§ Instructions for the task: Everything from the line containing "Target: small ice piece" to the last line of the records must be returned verbatim; nothing else belongs in the output.

START Dataset

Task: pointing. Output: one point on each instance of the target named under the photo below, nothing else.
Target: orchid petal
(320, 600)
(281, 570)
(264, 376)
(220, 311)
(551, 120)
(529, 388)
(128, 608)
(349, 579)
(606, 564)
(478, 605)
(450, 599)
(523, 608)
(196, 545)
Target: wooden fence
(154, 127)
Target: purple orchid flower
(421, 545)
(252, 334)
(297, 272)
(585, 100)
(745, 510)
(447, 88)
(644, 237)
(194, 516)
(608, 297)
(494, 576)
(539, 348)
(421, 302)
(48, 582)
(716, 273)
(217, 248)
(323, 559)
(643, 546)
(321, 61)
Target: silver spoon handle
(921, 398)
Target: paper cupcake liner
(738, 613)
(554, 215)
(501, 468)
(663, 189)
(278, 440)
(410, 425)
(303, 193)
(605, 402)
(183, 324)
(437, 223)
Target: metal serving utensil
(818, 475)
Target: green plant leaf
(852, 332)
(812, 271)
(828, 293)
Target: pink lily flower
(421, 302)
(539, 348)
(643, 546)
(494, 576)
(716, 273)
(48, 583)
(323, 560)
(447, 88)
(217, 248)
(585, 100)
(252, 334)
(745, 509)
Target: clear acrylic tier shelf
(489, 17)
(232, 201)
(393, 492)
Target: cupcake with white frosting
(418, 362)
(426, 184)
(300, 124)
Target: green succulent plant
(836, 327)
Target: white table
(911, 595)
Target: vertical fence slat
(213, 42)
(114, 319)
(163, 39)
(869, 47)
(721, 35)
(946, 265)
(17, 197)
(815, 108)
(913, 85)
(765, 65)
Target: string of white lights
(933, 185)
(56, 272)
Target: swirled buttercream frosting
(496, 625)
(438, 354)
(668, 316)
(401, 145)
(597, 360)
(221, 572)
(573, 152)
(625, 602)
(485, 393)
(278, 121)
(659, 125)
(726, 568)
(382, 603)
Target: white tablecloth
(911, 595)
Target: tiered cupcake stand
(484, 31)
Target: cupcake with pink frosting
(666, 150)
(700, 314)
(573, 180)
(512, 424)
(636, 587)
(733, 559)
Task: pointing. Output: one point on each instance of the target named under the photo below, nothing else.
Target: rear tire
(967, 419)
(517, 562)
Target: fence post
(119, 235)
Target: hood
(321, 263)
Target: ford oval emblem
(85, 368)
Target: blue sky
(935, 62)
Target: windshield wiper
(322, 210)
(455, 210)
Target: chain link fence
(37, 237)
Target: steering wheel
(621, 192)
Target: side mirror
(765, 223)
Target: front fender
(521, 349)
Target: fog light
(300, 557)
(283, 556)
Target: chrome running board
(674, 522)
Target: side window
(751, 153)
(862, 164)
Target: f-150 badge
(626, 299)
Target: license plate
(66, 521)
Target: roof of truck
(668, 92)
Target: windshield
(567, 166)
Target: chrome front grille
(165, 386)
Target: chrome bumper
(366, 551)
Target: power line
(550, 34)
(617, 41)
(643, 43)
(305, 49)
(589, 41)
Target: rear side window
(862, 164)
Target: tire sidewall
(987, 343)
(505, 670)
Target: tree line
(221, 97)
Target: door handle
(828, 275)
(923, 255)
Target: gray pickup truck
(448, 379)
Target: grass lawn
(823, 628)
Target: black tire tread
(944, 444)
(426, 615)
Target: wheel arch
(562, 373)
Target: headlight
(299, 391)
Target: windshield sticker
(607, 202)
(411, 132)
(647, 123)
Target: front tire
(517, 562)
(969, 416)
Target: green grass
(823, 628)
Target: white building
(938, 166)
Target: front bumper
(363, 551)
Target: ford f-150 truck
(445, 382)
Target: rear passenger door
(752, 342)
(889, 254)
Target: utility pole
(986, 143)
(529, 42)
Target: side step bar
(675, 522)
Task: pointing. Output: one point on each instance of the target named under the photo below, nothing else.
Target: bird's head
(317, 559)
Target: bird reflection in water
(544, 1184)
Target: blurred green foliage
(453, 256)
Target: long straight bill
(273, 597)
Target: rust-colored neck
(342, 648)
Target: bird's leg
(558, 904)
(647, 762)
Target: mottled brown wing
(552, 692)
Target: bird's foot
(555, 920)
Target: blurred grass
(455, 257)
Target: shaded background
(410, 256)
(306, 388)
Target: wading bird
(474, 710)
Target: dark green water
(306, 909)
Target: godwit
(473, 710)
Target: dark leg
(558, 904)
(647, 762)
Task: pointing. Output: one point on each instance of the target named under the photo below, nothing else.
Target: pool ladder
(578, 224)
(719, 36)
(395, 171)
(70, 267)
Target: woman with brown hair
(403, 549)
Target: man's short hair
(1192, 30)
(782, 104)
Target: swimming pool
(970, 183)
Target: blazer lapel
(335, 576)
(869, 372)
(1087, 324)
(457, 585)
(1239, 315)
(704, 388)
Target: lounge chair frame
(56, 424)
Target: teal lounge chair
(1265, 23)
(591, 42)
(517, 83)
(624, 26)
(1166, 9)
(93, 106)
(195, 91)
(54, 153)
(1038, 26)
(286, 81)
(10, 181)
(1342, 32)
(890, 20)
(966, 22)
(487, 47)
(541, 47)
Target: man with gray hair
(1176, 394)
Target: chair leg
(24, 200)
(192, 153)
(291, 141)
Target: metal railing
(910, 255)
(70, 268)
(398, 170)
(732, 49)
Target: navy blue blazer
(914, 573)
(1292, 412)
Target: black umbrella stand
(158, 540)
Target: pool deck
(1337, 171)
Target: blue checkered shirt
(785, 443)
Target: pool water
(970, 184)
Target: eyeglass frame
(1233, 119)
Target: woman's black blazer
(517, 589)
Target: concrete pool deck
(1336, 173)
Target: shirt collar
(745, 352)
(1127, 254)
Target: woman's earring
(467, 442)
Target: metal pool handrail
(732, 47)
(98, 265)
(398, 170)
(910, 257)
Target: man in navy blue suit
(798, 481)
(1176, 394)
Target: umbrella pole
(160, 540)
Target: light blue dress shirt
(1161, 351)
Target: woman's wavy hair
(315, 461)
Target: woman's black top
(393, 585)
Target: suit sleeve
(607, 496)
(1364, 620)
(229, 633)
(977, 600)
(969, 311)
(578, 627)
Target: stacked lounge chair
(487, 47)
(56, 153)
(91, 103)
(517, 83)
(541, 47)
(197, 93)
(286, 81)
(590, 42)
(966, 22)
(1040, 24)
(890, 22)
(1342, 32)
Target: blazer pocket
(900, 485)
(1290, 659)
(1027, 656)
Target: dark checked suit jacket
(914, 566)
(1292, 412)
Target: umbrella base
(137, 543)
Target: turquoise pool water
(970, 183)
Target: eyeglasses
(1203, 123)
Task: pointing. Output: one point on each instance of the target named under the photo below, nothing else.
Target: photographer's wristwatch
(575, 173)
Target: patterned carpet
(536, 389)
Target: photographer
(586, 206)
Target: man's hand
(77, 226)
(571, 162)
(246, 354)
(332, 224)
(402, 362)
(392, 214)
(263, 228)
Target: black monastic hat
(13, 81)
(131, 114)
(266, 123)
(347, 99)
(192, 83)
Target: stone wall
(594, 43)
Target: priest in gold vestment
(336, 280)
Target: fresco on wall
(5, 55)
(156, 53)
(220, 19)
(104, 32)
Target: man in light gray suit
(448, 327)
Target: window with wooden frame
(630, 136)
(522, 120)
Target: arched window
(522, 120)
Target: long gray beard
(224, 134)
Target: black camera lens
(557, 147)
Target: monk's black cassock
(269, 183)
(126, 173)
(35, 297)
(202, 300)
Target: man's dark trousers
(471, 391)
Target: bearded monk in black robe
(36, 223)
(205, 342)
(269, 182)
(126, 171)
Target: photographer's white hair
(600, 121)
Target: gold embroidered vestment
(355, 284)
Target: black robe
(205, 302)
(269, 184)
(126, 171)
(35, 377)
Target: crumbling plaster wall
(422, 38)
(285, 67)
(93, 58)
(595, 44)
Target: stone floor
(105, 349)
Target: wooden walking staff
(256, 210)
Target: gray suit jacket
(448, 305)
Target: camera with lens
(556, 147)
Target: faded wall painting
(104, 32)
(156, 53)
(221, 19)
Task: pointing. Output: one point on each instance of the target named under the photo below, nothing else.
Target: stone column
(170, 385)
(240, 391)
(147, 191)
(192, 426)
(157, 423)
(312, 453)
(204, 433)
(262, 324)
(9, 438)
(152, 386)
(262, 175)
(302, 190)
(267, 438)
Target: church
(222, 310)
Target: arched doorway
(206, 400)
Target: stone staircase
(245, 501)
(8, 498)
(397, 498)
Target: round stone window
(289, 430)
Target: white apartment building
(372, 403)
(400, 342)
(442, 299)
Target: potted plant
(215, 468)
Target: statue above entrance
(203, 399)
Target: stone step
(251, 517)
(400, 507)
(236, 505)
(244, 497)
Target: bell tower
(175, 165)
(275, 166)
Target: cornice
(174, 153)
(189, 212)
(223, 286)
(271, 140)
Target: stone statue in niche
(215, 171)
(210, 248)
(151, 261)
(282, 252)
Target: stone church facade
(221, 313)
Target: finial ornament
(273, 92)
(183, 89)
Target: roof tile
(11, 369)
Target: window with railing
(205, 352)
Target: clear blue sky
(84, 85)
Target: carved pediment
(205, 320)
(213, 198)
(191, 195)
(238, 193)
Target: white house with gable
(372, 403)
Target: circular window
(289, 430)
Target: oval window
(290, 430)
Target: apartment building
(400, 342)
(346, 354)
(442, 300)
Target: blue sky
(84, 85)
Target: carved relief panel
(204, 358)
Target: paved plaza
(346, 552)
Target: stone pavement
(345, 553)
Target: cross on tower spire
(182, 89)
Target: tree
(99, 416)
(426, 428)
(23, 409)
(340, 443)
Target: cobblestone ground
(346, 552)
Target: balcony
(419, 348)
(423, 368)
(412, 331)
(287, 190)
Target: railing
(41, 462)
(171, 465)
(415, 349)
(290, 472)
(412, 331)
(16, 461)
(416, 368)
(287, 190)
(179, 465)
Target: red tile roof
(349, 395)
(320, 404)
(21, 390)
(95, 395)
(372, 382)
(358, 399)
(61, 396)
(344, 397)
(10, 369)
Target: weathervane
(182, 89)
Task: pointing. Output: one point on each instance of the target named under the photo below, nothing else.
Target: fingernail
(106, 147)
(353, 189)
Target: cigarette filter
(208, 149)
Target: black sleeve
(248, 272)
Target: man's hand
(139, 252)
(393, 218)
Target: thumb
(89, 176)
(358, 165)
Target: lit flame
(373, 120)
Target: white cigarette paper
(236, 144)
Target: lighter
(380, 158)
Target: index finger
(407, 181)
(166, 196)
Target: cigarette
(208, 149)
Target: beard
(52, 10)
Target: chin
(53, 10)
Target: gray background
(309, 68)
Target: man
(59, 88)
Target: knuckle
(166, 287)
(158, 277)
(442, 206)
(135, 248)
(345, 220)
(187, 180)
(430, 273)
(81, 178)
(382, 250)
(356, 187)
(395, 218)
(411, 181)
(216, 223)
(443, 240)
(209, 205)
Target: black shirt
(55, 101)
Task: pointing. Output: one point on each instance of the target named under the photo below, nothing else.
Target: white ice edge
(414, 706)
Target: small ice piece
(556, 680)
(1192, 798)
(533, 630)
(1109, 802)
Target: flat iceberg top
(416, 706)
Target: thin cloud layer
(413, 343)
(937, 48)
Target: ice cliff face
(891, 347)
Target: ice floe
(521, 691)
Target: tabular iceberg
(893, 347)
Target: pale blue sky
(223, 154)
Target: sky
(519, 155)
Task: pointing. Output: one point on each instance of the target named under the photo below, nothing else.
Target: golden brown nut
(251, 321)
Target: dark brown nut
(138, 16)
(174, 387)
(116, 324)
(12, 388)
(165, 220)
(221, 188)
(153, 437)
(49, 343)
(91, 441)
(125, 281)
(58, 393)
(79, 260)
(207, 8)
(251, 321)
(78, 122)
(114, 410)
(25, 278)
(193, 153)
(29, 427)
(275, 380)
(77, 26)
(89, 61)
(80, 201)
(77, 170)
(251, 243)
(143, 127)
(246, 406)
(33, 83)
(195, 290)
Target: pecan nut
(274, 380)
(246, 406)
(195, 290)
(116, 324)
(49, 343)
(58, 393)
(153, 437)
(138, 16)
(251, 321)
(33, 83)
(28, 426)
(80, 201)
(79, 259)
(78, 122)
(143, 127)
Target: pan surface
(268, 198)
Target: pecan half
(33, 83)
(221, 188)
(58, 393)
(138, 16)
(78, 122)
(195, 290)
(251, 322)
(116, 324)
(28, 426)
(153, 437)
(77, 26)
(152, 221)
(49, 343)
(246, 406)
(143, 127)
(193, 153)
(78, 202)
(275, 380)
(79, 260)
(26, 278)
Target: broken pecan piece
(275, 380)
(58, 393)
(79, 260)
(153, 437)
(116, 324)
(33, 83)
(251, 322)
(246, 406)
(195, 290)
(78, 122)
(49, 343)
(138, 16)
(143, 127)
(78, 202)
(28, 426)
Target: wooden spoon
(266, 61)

END Dataset

§ Written answer:
Target: small ice piece
(556, 680)
(1192, 798)
(533, 630)
(1109, 802)
Target: flat iceberg top
(416, 706)
Target: thin cloud layer
(413, 343)
(937, 48)
Target: ice cliff face
(891, 347)
Target: ice floe
(521, 691)
Target: tabular iceberg
(893, 347)
Target: pale blue sky
(223, 154)
Target: sky
(519, 155)
Task: pointing. Output: one point on each instance of the target named under the photo below, nothing else.
Target: golden brown nut
(251, 321)
Target: dark brown nut
(138, 16)
(174, 387)
(116, 324)
(12, 388)
(165, 220)
(221, 188)
(153, 437)
(49, 343)
(91, 441)
(125, 281)
(58, 393)
(79, 260)
(207, 8)
(251, 321)
(78, 122)
(114, 410)
(25, 278)
(193, 153)
(29, 427)
(275, 380)
(77, 26)
(89, 61)
(80, 201)
(77, 170)
(251, 243)
(143, 127)
(246, 406)
(33, 83)
(195, 290)
Target: pecan nut
(274, 380)
(246, 406)
(195, 290)
(116, 324)
(49, 343)
(58, 393)
(153, 437)
(138, 16)
(251, 321)
(33, 83)
(28, 426)
(80, 201)
(79, 259)
(78, 122)
(143, 127)
Target: pan surface
(268, 198)
Target: pecan half
(33, 83)
(221, 188)
(58, 393)
(138, 16)
(78, 122)
(195, 290)
(251, 322)
(116, 324)
(28, 426)
(153, 437)
(77, 26)
(152, 221)
(49, 343)
(246, 406)
(143, 127)
(193, 153)
(78, 202)
(275, 380)
(79, 260)
(26, 278)
Target: broken pecan piece
(275, 380)
(58, 393)
(79, 260)
(153, 437)
(116, 324)
(33, 83)
(251, 322)
(246, 406)
(195, 290)
(78, 122)
(49, 343)
(138, 16)
(143, 127)
(78, 202)
(28, 426)
Target: wooden spoon
(266, 61)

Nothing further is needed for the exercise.